++++ Records provided
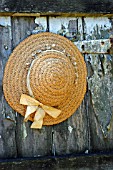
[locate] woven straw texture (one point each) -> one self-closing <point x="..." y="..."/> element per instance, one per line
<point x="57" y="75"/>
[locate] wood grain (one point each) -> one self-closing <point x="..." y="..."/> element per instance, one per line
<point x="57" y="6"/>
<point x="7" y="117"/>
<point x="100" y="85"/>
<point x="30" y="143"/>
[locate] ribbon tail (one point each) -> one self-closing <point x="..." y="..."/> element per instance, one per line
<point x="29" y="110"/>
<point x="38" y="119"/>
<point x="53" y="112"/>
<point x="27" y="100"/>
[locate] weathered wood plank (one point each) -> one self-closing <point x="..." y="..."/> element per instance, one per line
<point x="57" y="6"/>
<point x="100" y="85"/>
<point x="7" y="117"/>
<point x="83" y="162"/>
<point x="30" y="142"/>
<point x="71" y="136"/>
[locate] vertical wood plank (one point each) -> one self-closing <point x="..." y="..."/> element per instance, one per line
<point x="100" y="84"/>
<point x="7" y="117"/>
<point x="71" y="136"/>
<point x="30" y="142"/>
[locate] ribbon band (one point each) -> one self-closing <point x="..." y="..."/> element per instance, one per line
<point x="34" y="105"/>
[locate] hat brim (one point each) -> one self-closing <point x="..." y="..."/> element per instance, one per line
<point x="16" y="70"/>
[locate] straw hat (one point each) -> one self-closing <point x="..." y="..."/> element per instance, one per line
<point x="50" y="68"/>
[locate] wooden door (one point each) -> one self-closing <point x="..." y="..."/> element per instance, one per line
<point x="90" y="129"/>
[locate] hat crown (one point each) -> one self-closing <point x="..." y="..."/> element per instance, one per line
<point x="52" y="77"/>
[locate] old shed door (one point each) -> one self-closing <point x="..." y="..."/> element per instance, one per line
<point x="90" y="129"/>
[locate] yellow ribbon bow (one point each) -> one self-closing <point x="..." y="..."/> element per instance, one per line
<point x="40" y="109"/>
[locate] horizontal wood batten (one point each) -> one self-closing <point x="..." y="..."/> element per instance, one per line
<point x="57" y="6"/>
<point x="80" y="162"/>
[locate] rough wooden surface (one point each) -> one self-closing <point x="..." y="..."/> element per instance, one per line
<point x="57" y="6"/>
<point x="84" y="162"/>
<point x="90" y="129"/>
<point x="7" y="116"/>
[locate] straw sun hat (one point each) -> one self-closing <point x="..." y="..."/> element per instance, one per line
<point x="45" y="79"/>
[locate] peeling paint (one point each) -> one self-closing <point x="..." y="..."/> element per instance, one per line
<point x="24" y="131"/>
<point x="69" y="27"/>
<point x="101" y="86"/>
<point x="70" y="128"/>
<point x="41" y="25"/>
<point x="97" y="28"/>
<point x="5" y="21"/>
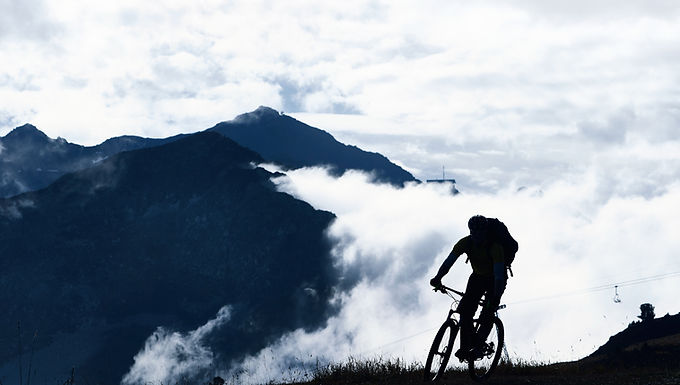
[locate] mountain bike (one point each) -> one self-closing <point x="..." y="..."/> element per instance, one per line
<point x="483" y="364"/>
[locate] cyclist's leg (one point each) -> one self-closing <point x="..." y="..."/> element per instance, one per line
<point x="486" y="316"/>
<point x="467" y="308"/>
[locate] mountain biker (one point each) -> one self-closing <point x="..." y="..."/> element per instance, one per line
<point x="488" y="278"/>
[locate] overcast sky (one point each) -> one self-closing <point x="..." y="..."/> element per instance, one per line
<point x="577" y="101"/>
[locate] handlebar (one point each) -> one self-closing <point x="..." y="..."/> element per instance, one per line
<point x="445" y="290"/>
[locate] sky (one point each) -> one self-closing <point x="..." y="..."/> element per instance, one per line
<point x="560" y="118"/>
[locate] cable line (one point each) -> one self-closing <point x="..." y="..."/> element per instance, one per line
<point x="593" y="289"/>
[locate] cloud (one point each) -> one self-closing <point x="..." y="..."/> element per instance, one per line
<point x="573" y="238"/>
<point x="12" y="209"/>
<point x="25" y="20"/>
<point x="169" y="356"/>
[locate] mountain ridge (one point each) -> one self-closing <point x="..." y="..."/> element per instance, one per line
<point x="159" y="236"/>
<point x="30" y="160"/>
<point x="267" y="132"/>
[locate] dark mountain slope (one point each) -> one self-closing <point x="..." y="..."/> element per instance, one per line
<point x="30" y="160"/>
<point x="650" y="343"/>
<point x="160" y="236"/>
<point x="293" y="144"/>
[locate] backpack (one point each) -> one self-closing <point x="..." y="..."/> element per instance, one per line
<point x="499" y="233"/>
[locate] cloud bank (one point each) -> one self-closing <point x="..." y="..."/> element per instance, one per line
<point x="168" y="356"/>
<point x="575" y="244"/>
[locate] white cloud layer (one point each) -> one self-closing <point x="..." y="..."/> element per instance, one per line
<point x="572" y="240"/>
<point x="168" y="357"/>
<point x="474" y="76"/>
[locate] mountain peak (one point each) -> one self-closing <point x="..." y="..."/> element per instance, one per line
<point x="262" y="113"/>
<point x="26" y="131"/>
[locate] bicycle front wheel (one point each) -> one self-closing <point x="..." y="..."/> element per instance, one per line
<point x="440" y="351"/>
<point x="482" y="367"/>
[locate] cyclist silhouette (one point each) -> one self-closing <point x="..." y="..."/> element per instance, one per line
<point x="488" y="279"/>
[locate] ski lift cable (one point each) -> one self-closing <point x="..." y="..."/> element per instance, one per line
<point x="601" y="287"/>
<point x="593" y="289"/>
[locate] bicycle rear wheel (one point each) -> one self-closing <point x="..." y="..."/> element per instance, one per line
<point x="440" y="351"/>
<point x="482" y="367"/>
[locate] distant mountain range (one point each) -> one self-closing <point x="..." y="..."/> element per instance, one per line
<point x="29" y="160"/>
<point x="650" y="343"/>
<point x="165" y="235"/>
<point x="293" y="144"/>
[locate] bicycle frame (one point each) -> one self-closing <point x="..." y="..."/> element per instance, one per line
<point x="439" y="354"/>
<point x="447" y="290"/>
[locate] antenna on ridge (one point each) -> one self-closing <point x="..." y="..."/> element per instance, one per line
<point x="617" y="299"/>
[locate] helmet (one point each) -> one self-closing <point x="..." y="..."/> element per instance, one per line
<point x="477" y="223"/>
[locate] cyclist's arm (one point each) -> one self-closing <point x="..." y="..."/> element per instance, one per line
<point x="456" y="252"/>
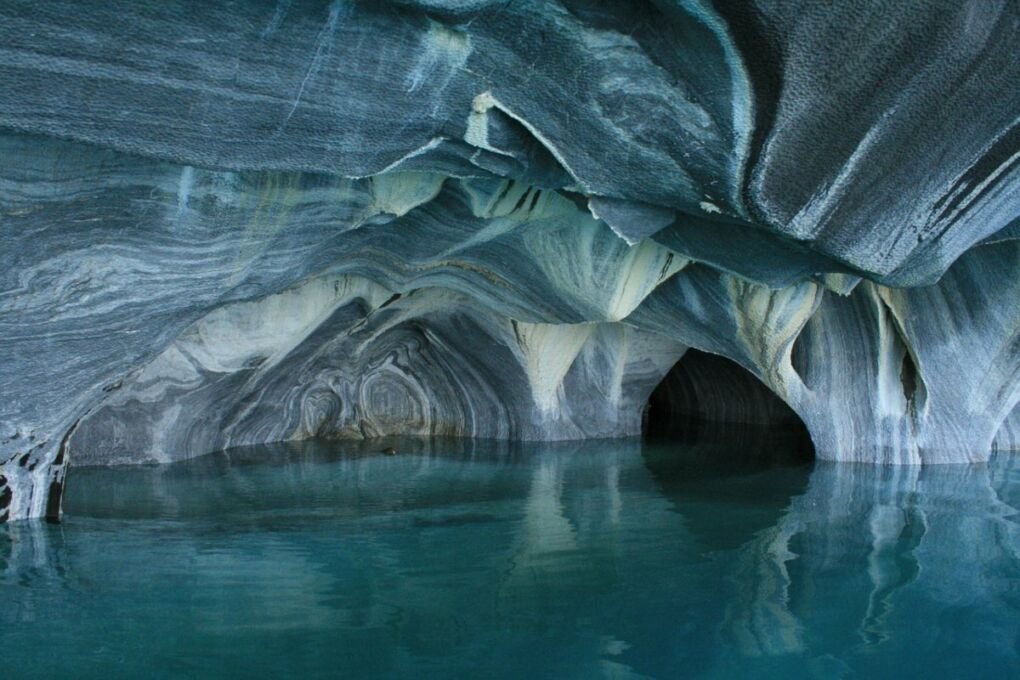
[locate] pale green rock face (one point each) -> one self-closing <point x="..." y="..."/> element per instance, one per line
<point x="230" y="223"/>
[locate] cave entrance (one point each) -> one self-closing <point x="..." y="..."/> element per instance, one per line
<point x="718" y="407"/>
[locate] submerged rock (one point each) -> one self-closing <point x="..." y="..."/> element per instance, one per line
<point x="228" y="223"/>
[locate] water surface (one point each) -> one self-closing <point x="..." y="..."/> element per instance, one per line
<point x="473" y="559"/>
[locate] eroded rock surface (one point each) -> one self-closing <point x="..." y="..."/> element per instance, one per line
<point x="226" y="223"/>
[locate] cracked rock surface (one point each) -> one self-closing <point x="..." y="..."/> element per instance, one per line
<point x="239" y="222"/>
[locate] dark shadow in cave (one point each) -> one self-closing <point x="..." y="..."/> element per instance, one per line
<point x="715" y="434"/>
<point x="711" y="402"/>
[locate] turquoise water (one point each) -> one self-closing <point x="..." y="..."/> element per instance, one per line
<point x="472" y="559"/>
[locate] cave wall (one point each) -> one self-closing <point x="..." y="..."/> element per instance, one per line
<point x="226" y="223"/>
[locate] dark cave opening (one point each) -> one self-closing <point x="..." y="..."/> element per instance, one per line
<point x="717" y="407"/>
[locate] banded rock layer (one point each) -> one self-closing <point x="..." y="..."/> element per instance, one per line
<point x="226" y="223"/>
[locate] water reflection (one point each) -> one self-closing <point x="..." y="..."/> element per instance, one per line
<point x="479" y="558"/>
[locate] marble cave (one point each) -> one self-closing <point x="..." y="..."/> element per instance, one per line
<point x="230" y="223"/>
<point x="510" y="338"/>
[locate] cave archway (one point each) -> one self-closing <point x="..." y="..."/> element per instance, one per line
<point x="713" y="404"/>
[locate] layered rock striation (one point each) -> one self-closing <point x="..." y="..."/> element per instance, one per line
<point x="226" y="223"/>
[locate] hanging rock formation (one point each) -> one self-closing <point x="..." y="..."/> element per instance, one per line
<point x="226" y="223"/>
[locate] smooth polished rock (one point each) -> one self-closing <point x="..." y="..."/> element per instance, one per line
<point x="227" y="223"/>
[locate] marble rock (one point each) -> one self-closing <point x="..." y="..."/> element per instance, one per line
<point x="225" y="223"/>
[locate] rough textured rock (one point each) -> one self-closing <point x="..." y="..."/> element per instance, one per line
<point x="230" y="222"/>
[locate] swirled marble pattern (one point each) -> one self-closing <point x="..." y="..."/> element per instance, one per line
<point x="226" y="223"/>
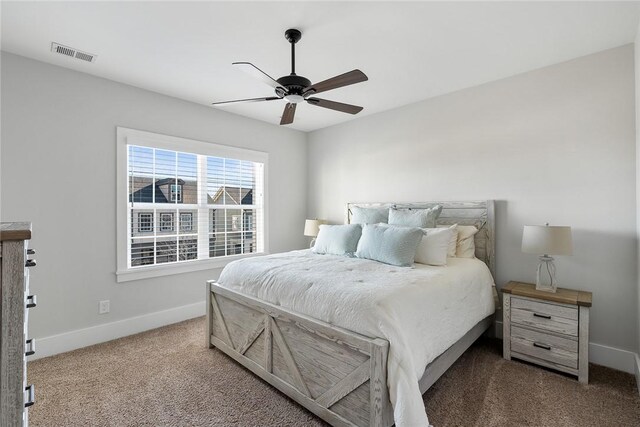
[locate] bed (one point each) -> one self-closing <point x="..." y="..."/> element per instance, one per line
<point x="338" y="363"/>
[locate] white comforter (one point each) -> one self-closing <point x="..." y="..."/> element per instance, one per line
++++++++
● **To do**: Only the lines from the line with "[locate] cave wall" to the end of the records should be repeated, exactly and without pictures.

● **Output below**:
[locate] cave wall (one point each) -> one self-closing <point x="..." y="..."/> element per instance, one per line
<point x="226" y="223"/>
[locate] dark cave opening (one point each) -> one self-closing <point x="..." y="..."/> element per instance, one per line
<point x="717" y="407"/>
[locate] banded rock layer (one point each) -> one self-closing <point x="..." y="..."/> element per instance, one per line
<point x="226" y="223"/>
[locate] water reflection (one point each) -> one self-closing <point x="..." y="..."/> element per instance, one per line
<point x="479" y="558"/>
[locate] marble cave (one point each) -> one self-closing <point x="..." y="..."/> element per instance, one per line
<point x="230" y="223"/>
<point x="510" y="338"/>
[locate] cave archway (one point each) -> one self-closing <point x="..." y="..."/> element per instance, one per line
<point x="713" y="404"/>
[locate] layered rock striation (one point each) -> one self-closing <point x="..." y="..."/> element per instance, one per line
<point x="226" y="223"/>
[locate] hanging rock formation (one point each) -> one self-closing <point x="..." y="..."/> element per instance, one per line
<point x="226" y="223"/>
[locate] smooth polished rock (one point each) -> one self-closing <point x="..." y="..."/> element per instance, one per line
<point x="227" y="223"/>
[locate] marble rock (one point each) -> one self-closing <point x="..." y="..."/> element per instance, one per line
<point x="225" y="223"/>
[locate] rough textured rock (one point each) -> one self-closing <point x="..." y="..."/> element per instance, one per line
<point x="230" y="222"/>
[locate] swirled marble pattern (one point each) -> one self-closing <point x="..." y="..."/> element per instance, one per line
<point x="226" y="223"/>
[locate] bed (one point each) -> one self-closing <point x="..." y="..."/> element per instance, one per line
<point x="338" y="363"/>
[locate] white comforter (one point each) -> one self-closing <point x="..." y="..."/> element per instance, one per line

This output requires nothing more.